#### READING PASSAGE ####

Omnidirectional motion perception inspired artificial crab visual neural network and related multi-object tracking
摘要
Biological visual systems naturally include multiple visual motion detection mechanisms, of which some intrinsic motion-sensitive neurons can perceive and track changes of multi-object motion. Nevertheless, it remains open whether such mechanisms can be extracted to construct multi-object tracking models. To fill this gap, a feedforward crab visual neural network with sixteen subnetworks is, for the first time, developed to detect changes of motion targets in panoramic scenes, inspired by the specific response characteristics of monostratified lobula giant neurons. Thereafter, an artificial multi-object tracking system with the neural network is developed to achieve omnidirectional target motion tracking, in which the properties of the crab’s centrifugal neurons are borrowed to construct two computational models, to compute the match degree between targets in adjacent frames and recognize the label of each target in the field of view. The theoretical analysis indicates that the computational efficiency of the target tracking system with O(222MN) greatly depends on the input image’s resolution. Two experimental conclusions can be clearly drawn: (i) the neural network can well capture visual motion characteristics of all the motion targets in the panoramic scene; and (ii) the target tracking system can significantly outperform the compared models with a high precision of target tracking, while only taking about 0.048 s to execute on-line multi-object tracking for each frame with resolution 120 × 120.

#### DATA UNDER STUDY ####

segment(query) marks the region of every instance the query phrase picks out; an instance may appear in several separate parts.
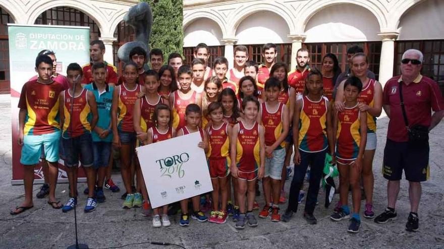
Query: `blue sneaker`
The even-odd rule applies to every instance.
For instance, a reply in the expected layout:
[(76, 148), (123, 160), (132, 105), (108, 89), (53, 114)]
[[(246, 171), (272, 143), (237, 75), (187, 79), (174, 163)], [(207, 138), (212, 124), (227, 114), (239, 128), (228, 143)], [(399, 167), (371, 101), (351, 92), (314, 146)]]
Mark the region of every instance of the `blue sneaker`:
[(100, 189), (97, 189), (95, 197), (97, 198), (97, 202), (100, 203), (105, 202), (106, 200), (106, 198), (105, 197), (104, 193), (103, 193), (103, 189), (100, 188)]
[(94, 198), (89, 198), (86, 200), (86, 205), (85, 205), (85, 212), (92, 212), (95, 210), (97, 206), (97, 201)]
[(191, 214), (191, 218), (193, 220), (197, 220), (199, 222), (204, 222), (208, 220), (208, 218), (205, 216), (205, 214), (200, 211), (193, 213)]
[(62, 211), (66, 213), (69, 211), (71, 211), (74, 208), (74, 206), (77, 205), (77, 198), (71, 197), (68, 200), (65, 206), (62, 208)]
[(181, 215), (181, 220), (179, 223), (181, 226), (185, 226), (190, 225), (190, 219), (188, 214), (182, 214)]

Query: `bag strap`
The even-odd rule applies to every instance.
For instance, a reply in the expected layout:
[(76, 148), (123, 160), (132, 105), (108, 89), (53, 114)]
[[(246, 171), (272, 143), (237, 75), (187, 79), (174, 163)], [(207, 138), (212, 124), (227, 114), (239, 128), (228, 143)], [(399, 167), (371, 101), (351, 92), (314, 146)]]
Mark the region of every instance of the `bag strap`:
[(402, 94), (402, 81), (399, 82), (399, 98), (400, 100), (401, 108), (403, 111), (403, 117), (404, 118), (404, 123), (406, 123), (406, 128), (409, 130), (409, 121), (407, 120), (407, 114), (406, 113), (406, 108), (404, 107), (404, 101)]

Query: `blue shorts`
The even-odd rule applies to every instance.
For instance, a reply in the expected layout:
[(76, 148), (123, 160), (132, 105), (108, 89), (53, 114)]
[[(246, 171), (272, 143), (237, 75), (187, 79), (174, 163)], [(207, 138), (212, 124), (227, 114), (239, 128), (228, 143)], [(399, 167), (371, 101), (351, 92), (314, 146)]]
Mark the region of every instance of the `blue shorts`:
[(109, 155), (111, 154), (111, 145), (109, 142), (93, 142), (92, 152), (94, 155), (94, 168), (108, 167)]
[(128, 131), (119, 131), (119, 137), (120, 138), (120, 143), (122, 144), (135, 145), (136, 140), (137, 139), (136, 132)]
[(91, 133), (85, 133), (76, 137), (63, 138), (65, 149), (65, 165), (67, 167), (79, 166), (79, 158), (84, 167), (90, 167), (93, 162), (92, 138)]
[(285, 160), (285, 148), (275, 149), (273, 151), (273, 157), (265, 157), (265, 168), (264, 177), (269, 177), (274, 180), (280, 180), (282, 176), (282, 168)]
[(55, 162), (59, 160), (59, 144), (60, 131), (42, 135), (25, 135), (20, 163), (24, 165), (34, 165), (38, 163), (43, 146), (46, 160)]

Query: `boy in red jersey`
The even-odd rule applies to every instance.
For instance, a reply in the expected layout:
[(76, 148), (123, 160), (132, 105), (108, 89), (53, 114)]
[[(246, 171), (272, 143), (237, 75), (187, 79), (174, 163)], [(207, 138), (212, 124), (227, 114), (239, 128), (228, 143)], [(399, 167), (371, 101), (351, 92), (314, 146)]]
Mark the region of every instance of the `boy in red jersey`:
[[(180, 71), (181, 69), (179, 69), (179, 72)], [(185, 119), (186, 125), (178, 131), (177, 136), (183, 136), (193, 132), (199, 132), (202, 138), (202, 141), (199, 142), (197, 146), (203, 149), (205, 153), (207, 152), (208, 137), (203, 129), (199, 127), (202, 120), (202, 110), (200, 107), (195, 104), (190, 104), (187, 106)], [(208, 220), (208, 218), (199, 209), (200, 200), (200, 197), (198, 195), (191, 198), (191, 201), (193, 202), (193, 213), (191, 214), (191, 218), (197, 220), (200, 222), (204, 222)], [(182, 214), (181, 215), (179, 224), (182, 226), (188, 226), (190, 224), (190, 220), (188, 219), (188, 199), (182, 200), (180, 201), (180, 204)]]
[(67, 212), (77, 204), (77, 170), (79, 158), (86, 173), (88, 199), (85, 212), (95, 210), (97, 200), (94, 194), (95, 170), (93, 167), (92, 138), (91, 132), (97, 120), (97, 104), (94, 94), (76, 86), (77, 78), (82, 76), (82, 68), (76, 63), (70, 64), (67, 68), (70, 88), (60, 93), (59, 106), (60, 125), (63, 131), (62, 143), (66, 158), (65, 165), (68, 171), (70, 184), (70, 199), (62, 211)]
[(105, 78), (105, 82), (112, 87), (114, 87), (117, 84), (119, 78), (117, 76), (117, 68), (103, 60), (104, 54), (105, 54), (105, 44), (102, 41), (95, 40), (91, 42), (89, 44), (89, 56), (91, 61), (89, 64), (84, 65), (82, 67), (83, 70), (82, 87), (94, 82), (91, 67), (95, 62), (103, 62), (106, 65), (106, 77)]
[(229, 80), (238, 84), (239, 79), (245, 76), (244, 66), (248, 59), (248, 49), (247, 47), (243, 45), (236, 46), (234, 49), (234, 67), (227, 73)]
[(54, 84), (51, 78), (52, 61), (47, 55), (37, 56), (35, 71), (38, 77), (23, 85), (19, 100), (18, 143), (22, 146), (20, 163), (24, 166), (25, 200), (11, 210), (12, 215), (18, 214), (34, 207), (34, 167), (38, 163), (43, 146), (45, 146), (49, 166), (46, 175), (49, 185), (48, 203), (54, 208), (62, 207), (62, 204), (56, 199), (55, 193), (60, 139), (58, 96), (63, 91), (63, 86)]
[(267, 101), (261, 105), (258, 117), (265, 127), (266, 158), (262, 186), (266, 204), (259, 217), (266, 218), (271, 213), (271, 221), (280, 221), (278, 204), (285, 159), (285, 138), (289, 128), (289, 112), (286, 105), (278, 100), (281, 92), (279, 80), (272, 77), (265, 82), (265, 87)]

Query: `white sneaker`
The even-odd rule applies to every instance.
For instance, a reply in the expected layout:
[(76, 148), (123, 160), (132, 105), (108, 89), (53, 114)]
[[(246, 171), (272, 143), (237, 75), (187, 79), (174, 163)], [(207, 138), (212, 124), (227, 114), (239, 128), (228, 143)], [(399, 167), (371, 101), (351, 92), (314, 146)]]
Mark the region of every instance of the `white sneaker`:
[(168, 218), (168, 214), (162, 215), (162, 225), (163, 226), (170, 226), (171, 222), (170, 222), (170, 219)]
[(154, 227), (162, 226), (162, 223), (160, 222), (160, 216), (158, 214), (153, 216), (153, 226)]

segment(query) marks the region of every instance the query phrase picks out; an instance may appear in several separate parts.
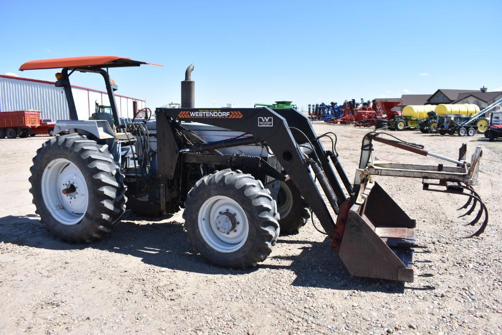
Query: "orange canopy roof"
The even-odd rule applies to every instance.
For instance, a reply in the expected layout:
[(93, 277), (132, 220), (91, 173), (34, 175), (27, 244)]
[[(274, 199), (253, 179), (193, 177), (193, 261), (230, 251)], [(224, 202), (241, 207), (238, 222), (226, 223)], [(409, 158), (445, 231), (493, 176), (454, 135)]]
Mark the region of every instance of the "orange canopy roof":
[(150, 64), (162, 66), (160, 64), (147, 63), (133, 60), (128, 57), (118, 56), (88, 56), (73, 57), (68, 58), (42, 59), (26, 62), (19, 68), (20, 71), (37, 70), (63, 67), (78, 68), (98, 66), (99, 67), (119, 67), (122, 66), (139, 66), (143, 64)]

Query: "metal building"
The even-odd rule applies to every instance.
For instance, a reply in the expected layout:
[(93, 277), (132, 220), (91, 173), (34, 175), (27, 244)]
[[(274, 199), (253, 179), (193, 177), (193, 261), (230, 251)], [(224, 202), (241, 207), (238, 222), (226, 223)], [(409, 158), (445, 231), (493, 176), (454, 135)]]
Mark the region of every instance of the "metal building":
[[(40, 117), (53, 121), (70, 118), (68, 104), (62, 88), (54, 81), (0, 75), (0, 112), (34, 110)], [(103, 91), (72, 86), (72, 91), (80, 120), (87, 120), (94, 112), (95, 104), (109, 105), (108, 95)], [(118, 114), (132, 118), (138, 110), (146, 107), (145, 101), (131, 97), (115, 95)]]

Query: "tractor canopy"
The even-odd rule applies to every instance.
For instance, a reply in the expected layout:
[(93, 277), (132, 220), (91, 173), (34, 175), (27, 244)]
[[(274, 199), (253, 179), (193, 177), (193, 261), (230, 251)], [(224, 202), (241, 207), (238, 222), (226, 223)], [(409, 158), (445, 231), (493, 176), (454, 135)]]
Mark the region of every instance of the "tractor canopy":
[(147, 63), (138, 60), (133, 60), (128, 57), (118, 56), (87, 56), (73, 57), (67, 58), (54, 58), (31, 60), (26, 62), (19, 68), (20, 71), (25, 70), (38, 70), (50, 68), (82, 68), (87, 67), (122, 67), (125, 66), (139, 66), (141, 65), (150, 65), (163, 66), (160, 64)]

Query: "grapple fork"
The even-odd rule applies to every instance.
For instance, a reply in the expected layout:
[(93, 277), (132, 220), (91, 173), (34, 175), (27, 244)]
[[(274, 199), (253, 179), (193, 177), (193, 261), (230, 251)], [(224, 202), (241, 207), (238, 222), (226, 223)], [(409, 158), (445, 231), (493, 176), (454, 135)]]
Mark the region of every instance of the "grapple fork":
[[(424, 190), (468, 197), (467, 202), (459, 209), (471, 207), (461, 216), (471, 214), (478, 204), (479, 208), (475, 217), (465, 225), (474, 225), (483, 216), (484, 219), (480, 228), (466, 237), (478, 236), (488, 223), (486, 207), (472, 188), (473, 185), (477, 184), (482, 152), (477, 147), (469, 163), (460, 160), (462, 151), (465, 156), (465, 146), (461, 149), (460, 158), (457, 160), (428, 152), (419, 145), (382, 138), (379, 137), (381, 134), (370, 133), (363, 140), (359, 169), (356, 171), (354, 183), (354, 192), (351, 199), (340, 206), (332, 245), (338, 249), (340, 259), (353, 276), (413, 282), (413, 248), (423, 247), (416, 243), (415, 220), (411, 219), (373, 181), (372, 176), (422, 178)], [(456, 163), (457, 166), (373, 161), (373, 140), (443, 159)]]

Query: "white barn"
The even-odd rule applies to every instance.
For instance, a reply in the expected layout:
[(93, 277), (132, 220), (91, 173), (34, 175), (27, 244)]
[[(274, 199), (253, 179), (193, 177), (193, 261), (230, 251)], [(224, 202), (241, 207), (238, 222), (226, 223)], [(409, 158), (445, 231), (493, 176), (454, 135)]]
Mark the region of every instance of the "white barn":
[[(40, 117), (53, 121), (70, 118), (68, 103), (63, 88), (54, 81), (0, 75), (0, 112), (33, 110), (40, 111)], [(109, 105), (106, 92), (72, 85), (72, 92), (79, 120), (87, 120), (95, 110), (95, 103)], [(144, 100), (115, 95), (118, 115), (132, 118), (134, 113), (146, 107)]]

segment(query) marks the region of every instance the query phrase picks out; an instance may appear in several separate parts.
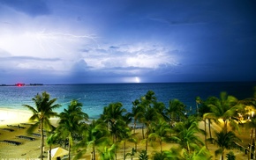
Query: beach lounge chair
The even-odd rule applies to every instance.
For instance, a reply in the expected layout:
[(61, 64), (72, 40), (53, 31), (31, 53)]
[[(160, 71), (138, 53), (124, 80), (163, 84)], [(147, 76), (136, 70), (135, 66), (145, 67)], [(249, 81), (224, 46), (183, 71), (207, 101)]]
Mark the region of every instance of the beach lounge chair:
[(19, 136), (16, 136), (18, 138), (21, 138), (21, 139), (25, 139), (25, 140), (29, 140), (29, 141), (34, 141), (35, 138), (34, 137), (30, 137), (30, 136), (26, 136), (26, 135), (19, 135)]
[(12, 125), (7, 125), (7, 127), (15, 127), (15, 128), (21, 128), (21, 129), (25, 129), (26, 127), (22, 127), (22, 126), (12, 126)]
[(13, 132), (13, 131), (14, 131), (14, 129), (6, 128), (6, 127), (4, 127), (4, 128), (0, 128), (0, 129), (2, 129), (2, 130), (5, 130), (5, 131), (9, 131), (9, 132)]
[(15, 146), (19, 146), (21, 144), (21, 142), (15, 142), (15, 141), (10, 141), (10, 140), (3, 140), (3, 141), (0, 141), (1, 142), (4, 142), (4, 143), (8, 143), (8, 144), (13, 144)]

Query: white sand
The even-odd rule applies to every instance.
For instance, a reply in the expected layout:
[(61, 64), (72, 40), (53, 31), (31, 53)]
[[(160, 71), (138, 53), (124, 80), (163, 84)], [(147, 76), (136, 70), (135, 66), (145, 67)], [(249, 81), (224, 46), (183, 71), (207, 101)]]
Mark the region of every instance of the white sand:
[(0, 126), (28, 122), (31, 116), (30, 111), (0, 108)]

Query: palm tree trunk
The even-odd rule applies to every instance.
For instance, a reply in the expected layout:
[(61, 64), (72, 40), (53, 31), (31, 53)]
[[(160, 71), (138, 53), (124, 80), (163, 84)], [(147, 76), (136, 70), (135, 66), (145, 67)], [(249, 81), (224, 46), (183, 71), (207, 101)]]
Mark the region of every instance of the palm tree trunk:
[(135, 134), (136, 131), (136, 120), (134, 120), (134, 123), (133, 123), (133, 134)]
[(71, 148), (72, 148), (72, 144), (71, 142), (69, 141), (69, 160), (71, 160)]
[(142, 139), (144, 139), (145, 136), (144, 136), (144, 124), (142, 124)]
[(251, 159), (251, 153), (252, 153), (252, 135), (253, 135), (253, 128), (252, 128), (252, 133), (251, 133), (251, 141), (249, 143), (249, 154), (248, 154), (248, 160)]
[(145, 150), (147, 151), (147, 139), (146, 138), (146, 147), (145, 147)]
[(225, 134), (228, 133), (228, 120), (224, 120), (224, 132)]
[(40, 123), (41, 123), (41, 128), (40, 128), (40, 132), (41, 132), (41, 159), (43, 160), (43, 142), (44, 142), (44, 138), (43, 138), (43, 123), (42, 123), (42, 119), (40, 120)]
[(212, 144), (213, 144), (214, 142), (212, 141), (213, 137), (212, 137), (211, 120), (210, 119), (208, 119), (208, 128), (209, 128), (210, 139), (211, 139), (211, 142), (212, 142)]
[(253, 159), (256, 160), (256, 143), (255, 143), (255, 140), (256, 140), (256, 129), (254, 129), (254, 152), (253, 152)]
[(49, 145), (49, 159), (51, 160), (51, 145)]
[(125, 142), (124, 142), (124, 160), (125, 160)]
[(93, 160), (95, 160), (96, 159), (96, 153), (95, 153), (95, 146), (94, 144), (93, 145)]
[(222, 160), (224, 160), (224, 150), (222, 150)]
[(162, 153), (162, 140), (160, 139), (160, 141), (159, 141), (159, 143), (160, 143), (160, 151), (161, 151), (161, 153)]
[(204, 120), (204, 122), (205, 122), (205, 143), (206, 143), (206, 148), (207, 149), (208, 149), (208, 147), (207, 147), (207, 120), (205, 119)]

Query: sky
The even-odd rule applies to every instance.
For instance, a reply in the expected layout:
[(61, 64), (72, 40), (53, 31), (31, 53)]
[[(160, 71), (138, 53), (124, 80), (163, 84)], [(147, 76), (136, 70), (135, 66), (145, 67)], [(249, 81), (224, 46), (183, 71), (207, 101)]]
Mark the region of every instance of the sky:
[(254, 0), (0, 0), (0, 84), (256, 81)]

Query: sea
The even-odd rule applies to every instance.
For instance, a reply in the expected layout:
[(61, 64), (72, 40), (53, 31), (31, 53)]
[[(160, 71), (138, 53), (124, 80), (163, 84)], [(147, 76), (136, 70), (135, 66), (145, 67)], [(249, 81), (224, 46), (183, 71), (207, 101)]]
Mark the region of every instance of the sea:
[(110, 103), (121, 102), (124, 108), (132, 111), (132, 101), (139, 99), (148, 91), (153, 91), (157, 101), (166, 106), (174, 98), (183, 102), (187, 109), (196, 108), (196, 97), (207, 99), (219, 98), (222, 91), (244, 99), (253, 97), (256, 82), (214, 82), (214, 83), (161, 83), (161, 84), (43, 84), (26, 86), (0, 86), (0, 108), (27, 110), (22, 105), (34, 106), (32, 98), (47, 91), (50, 98), (56, 98), (61, 113), (72, 99), (83, 104), (82, 110), (90, 119), (97, 119), (104, 106)]

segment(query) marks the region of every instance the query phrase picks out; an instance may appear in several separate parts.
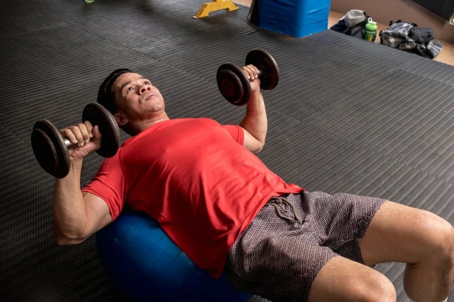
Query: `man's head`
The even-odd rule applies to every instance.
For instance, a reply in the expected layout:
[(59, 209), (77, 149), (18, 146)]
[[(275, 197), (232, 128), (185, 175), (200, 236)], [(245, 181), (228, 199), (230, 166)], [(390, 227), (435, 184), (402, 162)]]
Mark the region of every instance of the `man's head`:
[(164, 100), (157, 88), (129, 69), (117, 69), (104, 80), (99, 87), (97, 102), (131, 135), (167, 116)]

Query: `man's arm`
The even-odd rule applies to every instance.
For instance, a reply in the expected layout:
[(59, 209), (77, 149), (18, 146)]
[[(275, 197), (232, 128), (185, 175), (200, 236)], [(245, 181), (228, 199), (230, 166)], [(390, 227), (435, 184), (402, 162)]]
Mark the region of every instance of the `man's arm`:
[[(111, 221), (105, 202), (93, 194), (83, 194), (80, 189), (83, 159), (99, 148), (101, 135), (97, 126), (93, 128), (89, 122), (61, 132), (78, 146), (69, 150), (69, 173), (55, 182), (52, 202), (53, 233), (59, 245), (76, 244)], [(90, 141), (92, 137), (93, 139)]]
[(258, 153), (265, 144), (268, 131), (268, 119), (265, 110), (265, 102), (260, 91), (260, 80), (256, 77), (257, 68), (251, 65), (243, 67), (251, 82), (252, 94), (248, 103), (246, 116), (240, 123), (244, 129), (244, 146), (253, 153)]
[(81, 191), (81, 161), (72, 162), (69, 174), (55, 182), (53, 227), (59, 245), (80, 243), (112, 221), (105, 201)]

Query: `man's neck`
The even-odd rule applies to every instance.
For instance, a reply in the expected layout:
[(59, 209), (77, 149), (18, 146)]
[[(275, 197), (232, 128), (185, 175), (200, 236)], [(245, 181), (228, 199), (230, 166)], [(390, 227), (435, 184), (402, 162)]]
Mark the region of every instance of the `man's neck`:
[(156, 124), (158, 124), (161, 122), (168, 120), (169, 119), (170, 119), (168, 118), (168, 116), (167, 116), (167, 114), (164, 112), (163, 114), (162, 114), (161, 116), (160, 116), (156, 119), (153, 119), (144, 122), (140, 125), (139, 125), (136, 131), (135, 132), (136, 132), (136, 134), (138, 134), (143, 130), (148, 129), (150, 127), (151, 127), (153, 125), (156, 125)]

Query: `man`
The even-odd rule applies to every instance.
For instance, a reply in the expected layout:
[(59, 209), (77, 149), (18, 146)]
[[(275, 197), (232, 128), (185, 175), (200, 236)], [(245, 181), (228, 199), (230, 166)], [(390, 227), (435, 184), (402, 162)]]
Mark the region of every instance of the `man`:
[(83, 159), (99, 147), (102, 133), (88, 122), (62, 130), (79, 147), (70, 150), (69, 174), (55, 184), (57, 243), (82, 242), (127, 202), (156, 219), (213, 277), (224, 271), (236, 288), (274, 302), (395, 301), (391, 282), (372, 268), (391, 261), (407, 263), (411, 299), (446, 299), (454, 277), (452, 226), (380, 198), (286, 183), (253, 154), (265, 143), (267, 117), (257, 69), (242, 69), (253, 93), (239, 125), (170, 119), (148, 79), (129, 69), (109, 75), (98, 102), (133, 137), (81, 190)]

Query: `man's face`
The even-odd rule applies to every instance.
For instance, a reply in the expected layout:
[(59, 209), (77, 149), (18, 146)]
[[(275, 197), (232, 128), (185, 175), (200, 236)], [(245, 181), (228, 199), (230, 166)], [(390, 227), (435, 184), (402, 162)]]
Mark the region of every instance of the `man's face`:
[(164, 99), (149, 80), (127, 72), (117, 78), (112, 85), (115, 103), (129, 121), (150, 118), (164, 110)]

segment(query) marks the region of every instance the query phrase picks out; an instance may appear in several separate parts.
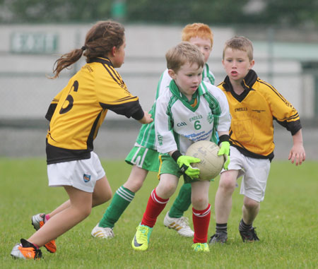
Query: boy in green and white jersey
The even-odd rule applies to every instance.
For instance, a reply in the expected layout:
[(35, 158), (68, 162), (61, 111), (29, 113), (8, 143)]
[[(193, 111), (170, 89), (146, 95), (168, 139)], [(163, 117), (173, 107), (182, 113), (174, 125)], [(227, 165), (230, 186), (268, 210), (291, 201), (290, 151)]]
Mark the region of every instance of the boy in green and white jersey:
[[(183, 41), (189, 41), (200, 49), (205, 63), (202, 80), (214, 84), (214, 75), (210, 71), (206, 64), (213, 41), (210, 28), (203, 23), (187, 25), (182, 30), (182, 39)], [(171, 80), (167, 69), (161, 75), (158, 84), (155, 100), (169, 88)], [(155, 112), (155, 101), (149, 113), (154, 117)], [(124, 185), (117, 189), (102, 220), (93, 229), (91, 234), (93, 237), (113, 237), (113, 228), (116, 222), (131, 202), (136, 192), (141, 188), (148, 171), (158, 172), (158, 153), (155, 145), (155, 139), (154, 122), (141, 128), (136, 143), (126, 158), (126, 162), (133, 165), (129, 177)], [(165, 218), (165, 225), (167, 227), (175, 229), (181, 236), (188, 237), (193, 237), (194, 232), (189, 227), (187, 218), (182, 215), (190, 204), (191, 185), (184, 184), (172, 208)]]
[[(146, 251), (157, 218), (175, 191), (179, 178), (192, 187), (194, 251), (209, 251), (207, 233), (211, 216), (208, 203), (210, 181), (199, 181), (199, 169), (192, 163), (200, 160), (185, 155), (187, 148), (199, 141), (216, 142), (220, 135), (219, 155), (228, 156), (230, 115), (225, 94), (203, 82), (202, 54), (189, 42), (182, 42), (166, 54), (169, 90), (157, 100), (155, 127), (157, 150), (160, 153), (160, 181), (153, 190), (141, 222), (131, 241), (134, 249)], [(227, 169), (230, 160), (225, 162)]]

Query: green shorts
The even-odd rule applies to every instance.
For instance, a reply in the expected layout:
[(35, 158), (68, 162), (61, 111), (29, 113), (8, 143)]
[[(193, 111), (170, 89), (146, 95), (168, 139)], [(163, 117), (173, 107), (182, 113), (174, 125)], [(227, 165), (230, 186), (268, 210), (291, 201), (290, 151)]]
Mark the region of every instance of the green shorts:
[(125, 159), (126, 163), (147, 171), (158, 172), (159, 153), (151, 148), (134, 146)]
[(180, 168), (179, 168), (179, 165), (177, 165), (177, 162), (175, 162), (175, 161), (169, 155), (159, 155), (159, 161), (160, 167), (158, 175), (162, 174), (170, 174), (177, 177), (180, 177), (183, 175), (184, 183), (191, 183), (199, 181), (199, 179), (191, 179), (191, 178), (186, 174), (183, 174), (181, 172)]

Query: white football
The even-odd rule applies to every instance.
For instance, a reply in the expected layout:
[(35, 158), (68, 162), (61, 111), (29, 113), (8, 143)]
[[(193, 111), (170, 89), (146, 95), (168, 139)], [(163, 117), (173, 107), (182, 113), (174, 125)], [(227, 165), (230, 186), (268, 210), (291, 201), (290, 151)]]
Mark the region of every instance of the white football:
[(192, 163), (192, 167), (200, 169), (199, 179), (210, 180), (218, 176), (224, 165), (223, 155), (218, 156), (220, 148), (216, 143), (208, 141), (200, 141), (191, 145), (186, 155), (195, 157), (201, 160), (200, 162)]

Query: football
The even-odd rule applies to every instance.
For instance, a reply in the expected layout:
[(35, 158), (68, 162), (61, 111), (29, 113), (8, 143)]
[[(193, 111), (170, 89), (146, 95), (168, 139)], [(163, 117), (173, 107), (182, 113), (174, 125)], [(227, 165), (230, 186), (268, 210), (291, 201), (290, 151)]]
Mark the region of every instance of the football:
[(218, 155), (219, 150), (218, 145), (208, 141), (195, 142), (188, 148), (187, 155), (201, 160), (200, 162), (191, 164), (192, 167), (200, 169), (199, 180), (210, 180), (220, 174), (225, 157), (223, 155)]

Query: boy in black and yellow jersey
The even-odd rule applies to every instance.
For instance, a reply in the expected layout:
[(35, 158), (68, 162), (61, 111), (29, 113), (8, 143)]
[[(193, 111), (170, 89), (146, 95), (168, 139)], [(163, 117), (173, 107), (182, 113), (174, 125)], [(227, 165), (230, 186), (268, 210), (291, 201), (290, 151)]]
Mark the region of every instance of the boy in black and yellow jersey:
[(93, 151), (108, 109), (141, 124), (153, 121), (114, 69), (124, 63), (125, 46), (123, 25), (100, 21), (88, 31), (81, 49), (57, 61), (53, 78), (82, 54), (87, 62), (55, 97), (46, 115), (50, 121), (46, 149), (49, 186), (64, 186), (69, 200), (49, 214), (32, 217), (37, 232), (13, 247), (13, 258), (38, 259), (42, 246), (56, 252), (56, 238), (88, 217), (92, 207), (110, 199), (112, 189)]
[(297, 110), (271, 85), (252, 68), (253, 47), (244, 37), (225, 42), (222, 60), (227, 76), (218, 87), (225, 94), (232, 116), (228, 170), (221, 172), (216, 195), (216, 232), (210, 244), (228, 239), (227, 222), (236, 180), (243, 176), (245, 196), (239, 230), (243, 241), (259, 241), (252, 226), (264, 200), (270, 162), (273, 158), (273, 120), (290, 131), (293, 145), (288, 160), (296, 165), (305, 160), (302, 126)]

####

◆ PROBLEM TO SOLVE: According to the abstract on the crab-inspired visual neural network, how many subnetworks does the feedforward network contain?

◆ OUTPUT OF THE EXERCISE: Sixteen.